◆ **What you should do**: Convert the material into a numbered list, beginning at its first line and stopping after the line that contains "(1102, 630)". Leave out any blank lines.

(Stored data entries)
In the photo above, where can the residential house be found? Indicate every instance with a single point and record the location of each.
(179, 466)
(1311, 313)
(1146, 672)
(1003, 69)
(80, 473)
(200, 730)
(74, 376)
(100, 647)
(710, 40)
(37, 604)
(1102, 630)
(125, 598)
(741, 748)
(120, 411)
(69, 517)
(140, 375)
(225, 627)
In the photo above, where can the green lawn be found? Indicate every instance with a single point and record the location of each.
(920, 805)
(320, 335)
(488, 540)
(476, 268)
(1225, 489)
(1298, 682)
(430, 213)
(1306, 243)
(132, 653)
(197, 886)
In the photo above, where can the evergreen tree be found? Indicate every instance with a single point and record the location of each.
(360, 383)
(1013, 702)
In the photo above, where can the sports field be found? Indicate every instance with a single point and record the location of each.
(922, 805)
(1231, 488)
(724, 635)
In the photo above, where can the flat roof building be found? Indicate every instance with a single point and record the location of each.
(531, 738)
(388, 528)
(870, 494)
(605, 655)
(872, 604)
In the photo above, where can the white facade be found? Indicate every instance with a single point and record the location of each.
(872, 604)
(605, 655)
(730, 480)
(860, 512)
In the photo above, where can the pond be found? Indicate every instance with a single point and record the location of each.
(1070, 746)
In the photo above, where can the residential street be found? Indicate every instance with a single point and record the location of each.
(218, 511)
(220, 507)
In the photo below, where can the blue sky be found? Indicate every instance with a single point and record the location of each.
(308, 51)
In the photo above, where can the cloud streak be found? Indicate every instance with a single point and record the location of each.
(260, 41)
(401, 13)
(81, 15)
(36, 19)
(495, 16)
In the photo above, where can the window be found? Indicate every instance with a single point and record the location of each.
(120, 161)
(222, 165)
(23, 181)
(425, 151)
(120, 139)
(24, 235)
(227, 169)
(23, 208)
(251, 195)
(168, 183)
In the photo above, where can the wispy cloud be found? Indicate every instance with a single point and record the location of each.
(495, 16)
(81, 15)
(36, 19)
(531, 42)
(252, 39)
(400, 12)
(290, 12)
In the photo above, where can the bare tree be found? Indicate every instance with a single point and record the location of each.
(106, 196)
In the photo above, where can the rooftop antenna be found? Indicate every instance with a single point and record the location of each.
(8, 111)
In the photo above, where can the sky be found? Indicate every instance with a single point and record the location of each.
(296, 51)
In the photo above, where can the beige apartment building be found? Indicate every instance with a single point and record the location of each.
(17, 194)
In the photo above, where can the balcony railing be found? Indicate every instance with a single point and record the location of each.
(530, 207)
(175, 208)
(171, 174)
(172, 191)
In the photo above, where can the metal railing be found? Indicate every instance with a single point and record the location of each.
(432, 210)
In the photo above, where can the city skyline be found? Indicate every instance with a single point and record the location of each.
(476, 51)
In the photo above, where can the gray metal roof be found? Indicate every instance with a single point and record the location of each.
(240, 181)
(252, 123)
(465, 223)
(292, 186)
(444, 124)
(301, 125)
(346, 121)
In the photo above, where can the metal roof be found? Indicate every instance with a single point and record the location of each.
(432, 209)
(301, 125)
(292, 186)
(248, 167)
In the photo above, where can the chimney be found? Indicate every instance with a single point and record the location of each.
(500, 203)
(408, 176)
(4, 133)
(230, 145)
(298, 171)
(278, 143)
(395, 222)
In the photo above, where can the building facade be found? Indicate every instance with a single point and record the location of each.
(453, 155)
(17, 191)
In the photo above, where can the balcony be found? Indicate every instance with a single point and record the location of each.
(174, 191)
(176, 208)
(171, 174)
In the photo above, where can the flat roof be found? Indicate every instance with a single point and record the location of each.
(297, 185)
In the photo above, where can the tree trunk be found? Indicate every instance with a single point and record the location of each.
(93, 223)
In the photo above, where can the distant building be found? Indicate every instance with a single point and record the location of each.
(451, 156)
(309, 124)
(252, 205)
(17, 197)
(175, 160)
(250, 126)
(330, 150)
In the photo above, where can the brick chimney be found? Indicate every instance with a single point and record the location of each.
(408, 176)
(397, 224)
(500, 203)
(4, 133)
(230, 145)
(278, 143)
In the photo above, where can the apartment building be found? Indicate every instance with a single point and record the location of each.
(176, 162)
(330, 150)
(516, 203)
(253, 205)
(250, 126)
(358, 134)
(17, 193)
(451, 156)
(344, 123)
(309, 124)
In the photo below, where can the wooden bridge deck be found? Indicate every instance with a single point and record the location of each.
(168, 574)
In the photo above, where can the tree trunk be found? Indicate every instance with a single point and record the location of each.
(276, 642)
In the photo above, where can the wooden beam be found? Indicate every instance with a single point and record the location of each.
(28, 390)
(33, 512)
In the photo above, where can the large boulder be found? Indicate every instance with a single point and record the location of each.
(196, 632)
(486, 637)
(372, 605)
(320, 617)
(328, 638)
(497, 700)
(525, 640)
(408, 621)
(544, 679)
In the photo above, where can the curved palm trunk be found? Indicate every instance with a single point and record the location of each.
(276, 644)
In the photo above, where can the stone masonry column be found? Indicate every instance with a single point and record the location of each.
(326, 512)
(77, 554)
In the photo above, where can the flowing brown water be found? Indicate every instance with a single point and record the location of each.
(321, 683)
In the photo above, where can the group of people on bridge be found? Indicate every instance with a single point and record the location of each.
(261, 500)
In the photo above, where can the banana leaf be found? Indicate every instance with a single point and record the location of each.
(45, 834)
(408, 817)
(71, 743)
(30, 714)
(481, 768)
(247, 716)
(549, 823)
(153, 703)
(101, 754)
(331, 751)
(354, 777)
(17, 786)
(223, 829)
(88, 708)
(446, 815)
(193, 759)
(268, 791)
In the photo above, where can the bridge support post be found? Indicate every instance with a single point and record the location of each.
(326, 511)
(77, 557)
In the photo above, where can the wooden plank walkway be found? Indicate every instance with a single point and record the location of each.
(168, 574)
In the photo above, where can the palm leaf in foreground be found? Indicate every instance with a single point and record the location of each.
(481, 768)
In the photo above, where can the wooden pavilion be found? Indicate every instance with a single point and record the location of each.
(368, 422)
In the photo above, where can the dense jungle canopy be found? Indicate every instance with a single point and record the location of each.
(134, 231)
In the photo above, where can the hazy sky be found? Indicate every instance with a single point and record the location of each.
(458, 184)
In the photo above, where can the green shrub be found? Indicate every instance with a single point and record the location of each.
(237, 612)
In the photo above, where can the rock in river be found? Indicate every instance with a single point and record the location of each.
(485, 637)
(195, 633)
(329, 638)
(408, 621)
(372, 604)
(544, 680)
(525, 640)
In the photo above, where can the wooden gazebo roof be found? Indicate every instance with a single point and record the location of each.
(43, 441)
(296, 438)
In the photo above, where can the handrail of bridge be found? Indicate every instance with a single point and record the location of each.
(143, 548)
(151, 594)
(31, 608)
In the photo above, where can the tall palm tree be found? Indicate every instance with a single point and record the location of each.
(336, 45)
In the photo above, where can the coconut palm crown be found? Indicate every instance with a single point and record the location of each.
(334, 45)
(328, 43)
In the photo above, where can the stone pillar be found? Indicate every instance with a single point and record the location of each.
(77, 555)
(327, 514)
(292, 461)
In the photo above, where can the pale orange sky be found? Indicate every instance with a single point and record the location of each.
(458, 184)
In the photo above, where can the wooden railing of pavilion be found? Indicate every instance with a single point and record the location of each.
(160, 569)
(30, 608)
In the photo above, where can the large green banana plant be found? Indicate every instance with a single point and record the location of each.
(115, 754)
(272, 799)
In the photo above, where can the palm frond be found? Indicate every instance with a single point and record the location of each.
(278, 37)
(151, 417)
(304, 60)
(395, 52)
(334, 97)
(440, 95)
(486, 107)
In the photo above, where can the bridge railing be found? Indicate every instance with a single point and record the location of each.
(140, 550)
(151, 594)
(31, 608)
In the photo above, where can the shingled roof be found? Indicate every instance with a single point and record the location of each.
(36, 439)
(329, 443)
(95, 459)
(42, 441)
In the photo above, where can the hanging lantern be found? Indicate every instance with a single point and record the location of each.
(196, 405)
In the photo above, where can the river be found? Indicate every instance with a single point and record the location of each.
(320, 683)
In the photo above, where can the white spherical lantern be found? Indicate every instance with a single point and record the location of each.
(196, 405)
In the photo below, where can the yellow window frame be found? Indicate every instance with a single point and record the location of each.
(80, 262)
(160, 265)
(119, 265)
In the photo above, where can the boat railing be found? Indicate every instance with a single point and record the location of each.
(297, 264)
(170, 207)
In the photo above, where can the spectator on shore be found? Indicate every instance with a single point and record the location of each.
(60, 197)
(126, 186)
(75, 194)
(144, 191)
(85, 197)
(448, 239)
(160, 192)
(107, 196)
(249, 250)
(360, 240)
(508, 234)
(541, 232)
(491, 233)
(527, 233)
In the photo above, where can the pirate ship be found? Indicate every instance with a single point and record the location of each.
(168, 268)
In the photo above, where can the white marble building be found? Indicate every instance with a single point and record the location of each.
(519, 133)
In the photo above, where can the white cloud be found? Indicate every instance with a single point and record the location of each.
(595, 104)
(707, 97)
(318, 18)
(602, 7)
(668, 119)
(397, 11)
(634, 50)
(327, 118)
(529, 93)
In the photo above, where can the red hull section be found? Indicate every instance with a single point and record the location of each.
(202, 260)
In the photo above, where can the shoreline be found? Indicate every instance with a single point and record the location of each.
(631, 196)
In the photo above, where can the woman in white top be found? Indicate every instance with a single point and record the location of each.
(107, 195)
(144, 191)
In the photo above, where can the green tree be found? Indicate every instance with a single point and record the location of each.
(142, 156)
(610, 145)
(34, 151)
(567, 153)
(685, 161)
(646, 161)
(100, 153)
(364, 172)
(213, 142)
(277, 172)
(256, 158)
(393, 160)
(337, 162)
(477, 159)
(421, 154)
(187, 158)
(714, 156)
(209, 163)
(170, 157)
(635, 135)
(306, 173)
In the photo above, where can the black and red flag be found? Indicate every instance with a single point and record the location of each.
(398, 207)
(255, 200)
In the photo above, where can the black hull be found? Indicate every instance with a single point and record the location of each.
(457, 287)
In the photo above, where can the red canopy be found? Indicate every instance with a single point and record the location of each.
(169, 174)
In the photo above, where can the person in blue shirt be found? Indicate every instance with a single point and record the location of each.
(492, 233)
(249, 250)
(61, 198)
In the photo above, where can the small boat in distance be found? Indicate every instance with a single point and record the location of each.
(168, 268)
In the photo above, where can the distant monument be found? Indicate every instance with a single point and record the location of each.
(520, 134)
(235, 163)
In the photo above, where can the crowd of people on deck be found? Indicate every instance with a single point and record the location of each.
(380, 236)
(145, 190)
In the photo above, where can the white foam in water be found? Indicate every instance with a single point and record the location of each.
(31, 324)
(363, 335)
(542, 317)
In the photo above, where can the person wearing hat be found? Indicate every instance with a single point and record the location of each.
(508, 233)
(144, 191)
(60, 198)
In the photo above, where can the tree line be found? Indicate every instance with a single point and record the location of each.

◆ **Output of the exercise**:
1. In the photo above, where can the residential house be found? Indicate every instance with a single point and record the location of each.
2. (179, 466)
3. (1311, 313)
4. (1146, 672)
5. (1003, 69)
6. (80, 473)
7. (200, 730)
8. (74, 376)
9. (100, 647)
10. (710, 40)
11. (37, 604)
12. (1102, 630)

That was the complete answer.